▸ Exercise input:
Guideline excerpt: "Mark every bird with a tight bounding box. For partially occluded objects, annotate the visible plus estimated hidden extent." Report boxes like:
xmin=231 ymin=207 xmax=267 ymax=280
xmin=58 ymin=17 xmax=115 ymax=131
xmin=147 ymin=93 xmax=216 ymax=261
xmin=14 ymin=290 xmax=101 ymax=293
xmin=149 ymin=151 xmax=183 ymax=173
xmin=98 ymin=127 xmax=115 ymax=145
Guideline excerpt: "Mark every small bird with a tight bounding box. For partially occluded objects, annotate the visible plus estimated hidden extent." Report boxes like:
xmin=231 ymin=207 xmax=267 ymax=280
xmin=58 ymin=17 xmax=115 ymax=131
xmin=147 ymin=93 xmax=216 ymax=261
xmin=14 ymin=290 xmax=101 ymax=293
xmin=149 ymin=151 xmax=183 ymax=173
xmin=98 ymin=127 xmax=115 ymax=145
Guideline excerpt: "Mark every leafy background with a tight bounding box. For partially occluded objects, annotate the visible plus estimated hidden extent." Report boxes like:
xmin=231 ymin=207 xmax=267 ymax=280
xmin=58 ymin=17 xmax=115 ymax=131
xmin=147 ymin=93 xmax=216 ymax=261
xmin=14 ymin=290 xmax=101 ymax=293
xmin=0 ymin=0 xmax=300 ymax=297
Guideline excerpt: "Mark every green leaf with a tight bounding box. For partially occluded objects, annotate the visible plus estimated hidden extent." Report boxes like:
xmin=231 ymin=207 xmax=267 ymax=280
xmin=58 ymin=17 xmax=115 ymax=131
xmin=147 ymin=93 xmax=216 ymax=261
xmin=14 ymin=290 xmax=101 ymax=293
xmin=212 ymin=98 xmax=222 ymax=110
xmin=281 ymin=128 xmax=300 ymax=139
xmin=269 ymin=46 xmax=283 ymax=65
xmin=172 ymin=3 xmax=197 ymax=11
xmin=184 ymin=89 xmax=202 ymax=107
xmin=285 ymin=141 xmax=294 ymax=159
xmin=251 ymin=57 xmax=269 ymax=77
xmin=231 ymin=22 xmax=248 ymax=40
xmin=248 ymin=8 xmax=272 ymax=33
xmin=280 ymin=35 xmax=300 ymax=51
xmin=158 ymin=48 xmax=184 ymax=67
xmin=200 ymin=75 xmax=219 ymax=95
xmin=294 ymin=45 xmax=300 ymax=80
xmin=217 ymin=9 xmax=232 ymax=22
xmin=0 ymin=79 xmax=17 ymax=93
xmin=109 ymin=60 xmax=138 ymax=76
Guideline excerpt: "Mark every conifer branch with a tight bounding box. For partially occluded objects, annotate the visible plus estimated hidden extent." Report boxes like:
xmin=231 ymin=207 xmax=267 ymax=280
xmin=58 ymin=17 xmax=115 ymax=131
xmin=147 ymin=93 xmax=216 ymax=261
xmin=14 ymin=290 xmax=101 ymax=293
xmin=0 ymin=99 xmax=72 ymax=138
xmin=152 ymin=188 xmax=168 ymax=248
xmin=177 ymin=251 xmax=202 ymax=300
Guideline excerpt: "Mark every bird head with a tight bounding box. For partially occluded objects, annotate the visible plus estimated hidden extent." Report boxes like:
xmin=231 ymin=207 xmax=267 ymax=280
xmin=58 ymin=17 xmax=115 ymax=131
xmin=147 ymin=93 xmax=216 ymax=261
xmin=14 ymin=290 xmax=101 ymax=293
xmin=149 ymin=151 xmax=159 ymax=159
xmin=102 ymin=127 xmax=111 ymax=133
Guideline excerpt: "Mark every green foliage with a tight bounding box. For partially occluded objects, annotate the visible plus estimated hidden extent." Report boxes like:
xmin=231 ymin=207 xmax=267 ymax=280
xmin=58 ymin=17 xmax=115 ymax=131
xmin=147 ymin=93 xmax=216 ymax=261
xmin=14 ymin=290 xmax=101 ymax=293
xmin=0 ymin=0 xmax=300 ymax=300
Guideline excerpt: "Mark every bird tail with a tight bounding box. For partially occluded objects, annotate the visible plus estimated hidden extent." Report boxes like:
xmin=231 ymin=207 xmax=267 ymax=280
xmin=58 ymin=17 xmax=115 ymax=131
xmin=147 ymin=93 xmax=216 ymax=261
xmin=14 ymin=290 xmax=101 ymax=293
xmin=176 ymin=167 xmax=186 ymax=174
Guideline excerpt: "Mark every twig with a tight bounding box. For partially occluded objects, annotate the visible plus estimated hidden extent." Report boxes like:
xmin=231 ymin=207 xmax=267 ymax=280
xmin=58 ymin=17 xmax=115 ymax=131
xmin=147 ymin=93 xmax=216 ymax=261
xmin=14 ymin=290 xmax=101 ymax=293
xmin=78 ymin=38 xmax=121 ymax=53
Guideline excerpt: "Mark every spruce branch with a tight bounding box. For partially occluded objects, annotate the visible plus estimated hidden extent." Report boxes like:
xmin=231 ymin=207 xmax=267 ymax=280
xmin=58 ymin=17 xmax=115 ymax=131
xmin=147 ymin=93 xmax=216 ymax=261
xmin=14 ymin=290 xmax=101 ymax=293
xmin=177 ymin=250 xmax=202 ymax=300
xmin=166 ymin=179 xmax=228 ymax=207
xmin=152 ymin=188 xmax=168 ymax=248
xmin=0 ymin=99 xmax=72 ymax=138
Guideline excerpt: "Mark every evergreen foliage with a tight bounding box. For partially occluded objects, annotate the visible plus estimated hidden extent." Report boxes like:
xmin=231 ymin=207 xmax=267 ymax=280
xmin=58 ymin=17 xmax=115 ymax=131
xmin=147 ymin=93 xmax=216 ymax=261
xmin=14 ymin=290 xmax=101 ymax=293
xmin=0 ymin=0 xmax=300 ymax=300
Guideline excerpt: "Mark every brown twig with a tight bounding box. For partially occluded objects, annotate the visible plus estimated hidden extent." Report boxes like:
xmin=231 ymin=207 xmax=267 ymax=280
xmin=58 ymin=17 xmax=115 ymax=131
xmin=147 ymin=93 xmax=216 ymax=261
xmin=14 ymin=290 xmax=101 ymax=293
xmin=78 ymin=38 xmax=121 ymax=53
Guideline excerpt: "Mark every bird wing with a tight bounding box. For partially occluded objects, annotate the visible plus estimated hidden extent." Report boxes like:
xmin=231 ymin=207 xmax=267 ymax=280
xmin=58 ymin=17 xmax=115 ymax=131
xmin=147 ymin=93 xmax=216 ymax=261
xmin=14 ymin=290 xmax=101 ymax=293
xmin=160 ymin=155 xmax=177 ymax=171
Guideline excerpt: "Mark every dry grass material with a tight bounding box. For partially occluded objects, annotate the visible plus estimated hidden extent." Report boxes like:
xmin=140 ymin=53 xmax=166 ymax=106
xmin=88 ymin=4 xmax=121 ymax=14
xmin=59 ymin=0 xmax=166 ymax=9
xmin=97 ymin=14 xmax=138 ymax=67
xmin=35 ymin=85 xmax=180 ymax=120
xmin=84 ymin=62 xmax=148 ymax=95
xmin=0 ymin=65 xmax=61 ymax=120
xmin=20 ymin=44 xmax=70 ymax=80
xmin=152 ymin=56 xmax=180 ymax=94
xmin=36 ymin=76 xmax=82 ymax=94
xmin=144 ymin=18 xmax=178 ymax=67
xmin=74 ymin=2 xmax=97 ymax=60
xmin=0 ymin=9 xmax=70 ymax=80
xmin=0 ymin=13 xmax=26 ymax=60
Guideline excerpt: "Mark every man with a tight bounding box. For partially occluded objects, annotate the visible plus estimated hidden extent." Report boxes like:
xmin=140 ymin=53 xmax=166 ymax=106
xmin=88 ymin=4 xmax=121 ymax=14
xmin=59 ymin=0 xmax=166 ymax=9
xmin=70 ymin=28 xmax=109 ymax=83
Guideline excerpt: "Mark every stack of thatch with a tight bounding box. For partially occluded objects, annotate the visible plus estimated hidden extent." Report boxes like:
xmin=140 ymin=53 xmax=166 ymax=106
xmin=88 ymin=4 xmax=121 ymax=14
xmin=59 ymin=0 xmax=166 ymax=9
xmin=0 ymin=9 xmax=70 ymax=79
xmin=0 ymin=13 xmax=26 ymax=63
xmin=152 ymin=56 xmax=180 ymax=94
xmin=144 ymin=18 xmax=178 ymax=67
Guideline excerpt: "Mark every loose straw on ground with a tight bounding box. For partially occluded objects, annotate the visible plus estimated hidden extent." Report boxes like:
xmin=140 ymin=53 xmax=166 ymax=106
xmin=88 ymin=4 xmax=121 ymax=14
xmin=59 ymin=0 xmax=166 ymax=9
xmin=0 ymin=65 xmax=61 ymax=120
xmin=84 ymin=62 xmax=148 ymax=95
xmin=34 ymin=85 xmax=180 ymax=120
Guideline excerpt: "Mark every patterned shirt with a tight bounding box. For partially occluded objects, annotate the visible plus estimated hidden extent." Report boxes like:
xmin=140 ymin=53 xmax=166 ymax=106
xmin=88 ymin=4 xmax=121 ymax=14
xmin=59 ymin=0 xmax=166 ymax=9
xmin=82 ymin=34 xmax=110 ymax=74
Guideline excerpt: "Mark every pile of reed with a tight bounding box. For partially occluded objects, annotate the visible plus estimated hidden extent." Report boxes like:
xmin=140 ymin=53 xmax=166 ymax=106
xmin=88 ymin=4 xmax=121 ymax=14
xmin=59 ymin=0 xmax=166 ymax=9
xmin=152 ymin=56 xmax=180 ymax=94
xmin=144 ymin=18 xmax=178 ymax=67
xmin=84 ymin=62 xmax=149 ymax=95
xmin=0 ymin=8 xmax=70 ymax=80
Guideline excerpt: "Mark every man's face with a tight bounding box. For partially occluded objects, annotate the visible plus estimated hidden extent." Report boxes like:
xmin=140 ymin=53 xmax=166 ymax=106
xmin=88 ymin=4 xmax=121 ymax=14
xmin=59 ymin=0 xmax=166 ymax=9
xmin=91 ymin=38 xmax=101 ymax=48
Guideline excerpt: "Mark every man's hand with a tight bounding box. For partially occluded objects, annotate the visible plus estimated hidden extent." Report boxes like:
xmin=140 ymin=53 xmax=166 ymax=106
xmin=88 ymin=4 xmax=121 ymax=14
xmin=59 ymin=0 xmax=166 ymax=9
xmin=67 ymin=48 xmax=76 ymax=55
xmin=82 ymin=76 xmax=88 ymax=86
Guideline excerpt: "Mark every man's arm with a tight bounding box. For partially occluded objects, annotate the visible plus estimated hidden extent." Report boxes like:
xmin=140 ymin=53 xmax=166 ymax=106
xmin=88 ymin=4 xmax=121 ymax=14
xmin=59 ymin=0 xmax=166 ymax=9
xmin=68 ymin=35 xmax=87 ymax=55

▸ Task statement: Please copy the data again without any changes, from the line with "every bird wing" to the line with "xmin=160 ymin=155 xmax=177 ymax=171", including both of those lines.

▸ Solution to the exercise:
Guideline excerpt: "Mark every bird wing with a tight bounding box. For partially occluded objects, annotate the visible plus estimated hidden extent." Report boxes like:
xmin=231 ymin=207 xmax=267 ymax=280
xmin=58 ymin=17 xmax=115 ymax=131
xmin=147 ymin=93 xmax=216 ymax=261
xmin=14 ymin=290 xmax=101 ymax=293
xmin=160 ymin=155 xmax=177 ymax=171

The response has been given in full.